EXERCISE DESCRIPTION:
Only those lines running from the line that contains "positive clicks: (194, 40)" through the end of the material are to be written out, each exactly as shown.

AVAILABLE RECORDS:

-------

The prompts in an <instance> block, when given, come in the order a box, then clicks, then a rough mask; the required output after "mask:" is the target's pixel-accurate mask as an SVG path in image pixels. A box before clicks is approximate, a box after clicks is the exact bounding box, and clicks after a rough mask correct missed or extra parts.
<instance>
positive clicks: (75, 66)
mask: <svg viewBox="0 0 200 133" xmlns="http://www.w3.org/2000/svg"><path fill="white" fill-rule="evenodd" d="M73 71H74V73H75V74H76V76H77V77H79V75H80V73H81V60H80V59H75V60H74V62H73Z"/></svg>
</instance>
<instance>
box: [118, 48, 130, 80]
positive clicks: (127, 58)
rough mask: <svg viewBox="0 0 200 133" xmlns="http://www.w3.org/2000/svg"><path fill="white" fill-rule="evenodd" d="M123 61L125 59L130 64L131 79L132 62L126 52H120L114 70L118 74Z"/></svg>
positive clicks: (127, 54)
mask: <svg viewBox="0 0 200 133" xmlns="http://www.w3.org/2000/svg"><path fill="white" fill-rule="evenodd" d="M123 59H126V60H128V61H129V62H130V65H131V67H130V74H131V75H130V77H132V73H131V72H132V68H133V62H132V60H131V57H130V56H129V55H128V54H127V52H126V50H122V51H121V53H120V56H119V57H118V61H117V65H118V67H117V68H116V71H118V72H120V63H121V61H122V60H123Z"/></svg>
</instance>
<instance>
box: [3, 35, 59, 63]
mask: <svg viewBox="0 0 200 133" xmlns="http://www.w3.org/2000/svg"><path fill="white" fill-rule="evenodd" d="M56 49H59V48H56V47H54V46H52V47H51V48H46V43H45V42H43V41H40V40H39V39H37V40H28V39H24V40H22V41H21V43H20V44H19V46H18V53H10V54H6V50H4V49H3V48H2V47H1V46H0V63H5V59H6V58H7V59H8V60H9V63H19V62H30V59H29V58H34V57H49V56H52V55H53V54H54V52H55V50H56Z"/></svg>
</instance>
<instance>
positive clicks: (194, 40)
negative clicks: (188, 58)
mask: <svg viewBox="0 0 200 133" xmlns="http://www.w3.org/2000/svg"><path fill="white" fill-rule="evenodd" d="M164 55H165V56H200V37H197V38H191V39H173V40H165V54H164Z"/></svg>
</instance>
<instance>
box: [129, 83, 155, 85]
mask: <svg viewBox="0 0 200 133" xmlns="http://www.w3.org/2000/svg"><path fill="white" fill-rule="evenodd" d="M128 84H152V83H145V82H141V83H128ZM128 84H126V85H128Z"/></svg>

-------

SOLUTION TO THIS PROBLEM:
positive clicks: (194, 40)
negative clicks: (188, 58)
mask: <svg viewBox="0 0 200 133" xmlns="http://www.w3.org/2000/svg"><path fill="white" fill-rule="evenodd" d="M164 55H165V56H200V37H197V38H191V39H173V40H165V54H164Z"/></svg>
</instance>
<instance>
box: [129, 83, 155, 85]
mask: <svg viewBox="0 0 200 133" xmlns="http://www.w3.org/2000/svg"><path fill="white" fill-rule="evenodd" d="M128 84H152V83H145V82H141V83H128ZM128 84H126V85H128Z"/></svg>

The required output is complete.